Swanson went on to tell BuzzFeed’s Mike Giglio that approval for the convoy had come “directly from coordination in face-to-face meetings in Damascus with the regime.”
But there is worse: Russian drones were publicly monitoring the convoy immediately before the air strikes began.
While the Russian MOD acknowledged that a Russian drone had been tracking the convoy on Monday, official spokesman Major General Igor Konashenkov claimed that the Russian drone had stopped monitoring the trucks at around 13:40 that day, over five hours before the attack.
This is demonstrably false.
That same afternoon, Kremlin-owned RT ran a live stream on Facebook from the Russian MOD, relaying real-time footage from a drone flying over western Aleppo. The stream began at 15:17 local time (12:17 GMT). It is worth noting that due to daylight saving time in Syria, Moscow and Damascus are currently on the same time zone. Around an hour into the video, around 16:17 local, the drone is flying the road between Urem al-Kubra and Kafr Naha, just to the east.
According to the Free Syrian Army, the attack began at “exactly 8:30 PM.” Meanwhile the aid worker who spoke to the BBC, Mahmoud Abu Zaid, reported that the strikes began around two hours after the drone first appeared.
The RT footage likely came from one of the reconnaissance drones that witnesses reported circling the area in the hours preceding the attack.
Indeed the other video released by the Russian military only further refutes Konashenkov’s claim that the convoy was not being monitored.
Using SunCalc, an open source tool that allows users to plot the location of the sun relative to a location at any given time, it can be demonstrated that the video was filmed no later than 16:00 local time. Comparison of the footage with Google Earth satellite imagery verifies that the convoy was indeed filmed nearby—less than four kilometers to the east in Khan al-Asal.

Natural-language object grounding data
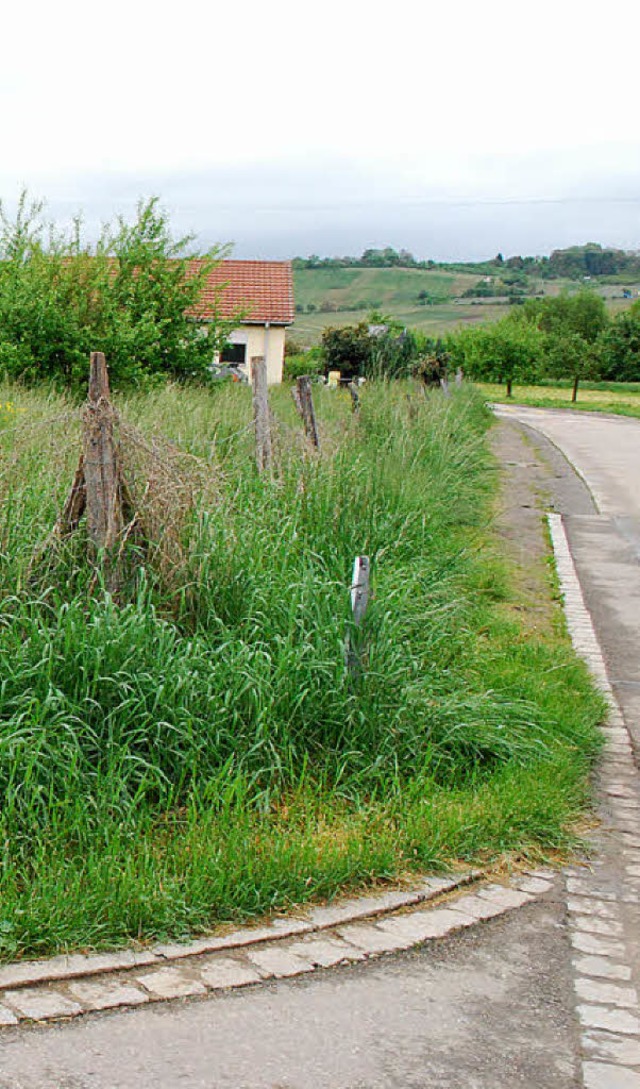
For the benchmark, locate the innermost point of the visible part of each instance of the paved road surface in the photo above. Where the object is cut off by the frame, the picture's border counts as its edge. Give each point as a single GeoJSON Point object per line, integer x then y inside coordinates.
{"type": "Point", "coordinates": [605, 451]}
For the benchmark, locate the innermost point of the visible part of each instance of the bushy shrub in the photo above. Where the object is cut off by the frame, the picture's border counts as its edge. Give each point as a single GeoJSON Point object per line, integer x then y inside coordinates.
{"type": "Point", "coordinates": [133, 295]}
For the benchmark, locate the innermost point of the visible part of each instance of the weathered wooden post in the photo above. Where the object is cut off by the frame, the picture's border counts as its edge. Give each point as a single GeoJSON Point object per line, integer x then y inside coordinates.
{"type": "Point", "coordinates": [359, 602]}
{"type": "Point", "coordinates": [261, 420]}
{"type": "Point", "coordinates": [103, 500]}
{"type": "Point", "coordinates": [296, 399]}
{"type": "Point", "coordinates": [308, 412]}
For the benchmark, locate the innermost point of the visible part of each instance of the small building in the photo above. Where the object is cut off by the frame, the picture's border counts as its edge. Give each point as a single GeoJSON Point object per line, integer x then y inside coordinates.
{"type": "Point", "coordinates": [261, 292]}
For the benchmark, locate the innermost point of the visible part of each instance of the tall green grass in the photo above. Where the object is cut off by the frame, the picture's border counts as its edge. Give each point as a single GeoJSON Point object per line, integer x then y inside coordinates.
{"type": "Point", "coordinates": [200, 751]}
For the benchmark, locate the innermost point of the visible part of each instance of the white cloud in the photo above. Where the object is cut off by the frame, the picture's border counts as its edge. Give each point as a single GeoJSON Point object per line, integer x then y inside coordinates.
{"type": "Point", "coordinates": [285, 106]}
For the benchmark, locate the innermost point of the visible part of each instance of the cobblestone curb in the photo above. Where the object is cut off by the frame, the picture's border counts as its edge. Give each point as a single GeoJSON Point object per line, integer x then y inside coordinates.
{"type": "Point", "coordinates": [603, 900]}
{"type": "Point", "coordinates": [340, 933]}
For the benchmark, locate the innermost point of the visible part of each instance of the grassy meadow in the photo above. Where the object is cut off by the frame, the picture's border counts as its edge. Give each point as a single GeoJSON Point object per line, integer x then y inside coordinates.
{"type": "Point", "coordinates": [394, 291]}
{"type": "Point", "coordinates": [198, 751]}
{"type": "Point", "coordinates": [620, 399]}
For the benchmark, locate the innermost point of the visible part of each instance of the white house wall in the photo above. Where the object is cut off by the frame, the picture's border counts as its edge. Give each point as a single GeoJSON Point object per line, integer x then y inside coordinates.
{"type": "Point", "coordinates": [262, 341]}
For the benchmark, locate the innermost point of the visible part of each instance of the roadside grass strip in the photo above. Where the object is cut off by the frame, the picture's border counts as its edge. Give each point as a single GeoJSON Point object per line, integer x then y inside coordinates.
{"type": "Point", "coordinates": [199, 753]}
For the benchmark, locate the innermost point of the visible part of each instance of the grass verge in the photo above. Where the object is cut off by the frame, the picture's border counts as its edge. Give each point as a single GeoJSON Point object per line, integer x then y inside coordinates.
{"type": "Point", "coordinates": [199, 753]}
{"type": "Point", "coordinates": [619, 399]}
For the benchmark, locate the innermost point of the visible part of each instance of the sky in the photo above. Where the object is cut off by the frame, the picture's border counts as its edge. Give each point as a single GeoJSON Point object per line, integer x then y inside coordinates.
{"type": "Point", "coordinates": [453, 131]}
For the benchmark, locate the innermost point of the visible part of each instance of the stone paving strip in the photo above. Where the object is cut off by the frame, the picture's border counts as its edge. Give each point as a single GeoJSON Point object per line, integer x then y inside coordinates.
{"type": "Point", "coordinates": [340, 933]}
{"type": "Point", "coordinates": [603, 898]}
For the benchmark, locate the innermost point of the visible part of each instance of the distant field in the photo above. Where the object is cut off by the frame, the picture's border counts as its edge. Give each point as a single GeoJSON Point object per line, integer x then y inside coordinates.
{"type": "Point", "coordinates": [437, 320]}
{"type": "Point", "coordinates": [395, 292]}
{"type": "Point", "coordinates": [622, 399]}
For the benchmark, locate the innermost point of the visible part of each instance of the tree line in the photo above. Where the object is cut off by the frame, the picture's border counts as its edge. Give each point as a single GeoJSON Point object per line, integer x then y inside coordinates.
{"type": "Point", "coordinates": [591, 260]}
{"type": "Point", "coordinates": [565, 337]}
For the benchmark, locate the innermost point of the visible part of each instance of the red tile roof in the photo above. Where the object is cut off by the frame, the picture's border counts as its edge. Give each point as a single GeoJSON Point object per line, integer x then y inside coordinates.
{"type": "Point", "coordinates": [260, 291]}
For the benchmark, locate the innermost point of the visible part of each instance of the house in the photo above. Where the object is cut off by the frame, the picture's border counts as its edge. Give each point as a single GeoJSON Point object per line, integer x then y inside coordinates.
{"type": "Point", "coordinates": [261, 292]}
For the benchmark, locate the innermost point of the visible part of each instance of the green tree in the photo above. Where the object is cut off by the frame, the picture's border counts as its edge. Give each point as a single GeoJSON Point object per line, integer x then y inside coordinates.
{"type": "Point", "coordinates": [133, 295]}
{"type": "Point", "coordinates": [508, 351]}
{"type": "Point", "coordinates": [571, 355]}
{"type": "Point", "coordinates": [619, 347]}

REQUIRED WORK
Transcribe the convoy passage from "But there is" up to and including "to the east.". Draw only on the convoy passage, not on the material.

ANSWER SECTION
But there is worse: Russian drones were publicly monitoring the convoy immediately before the air strikes began.
While the Russian MOD acknowledged that a Russian drone had been tracking the convoy on Monday, official spokesman Major General Igor Konashenkov claimed that the Russian drone had stopped monitoring the trucks at around 13:40 that day, over five hours before the attack.
This is demonstrably false.
That same afternoon, Kremlin-owned RT ran a live stream on Facebook from the Russian MOD, relaying real-time footage from a drone flying over western Aleppo. The stream began at 15:17 local time (12:17 GMT). It is worth noting that due to daylight saving time in Syria, Moscow and Damascus are currently on the same time zone. Around an hour into the video, around 16:17 local, the drone is flying the road between Urem al-Kubra and Kafr Naha, just to the east.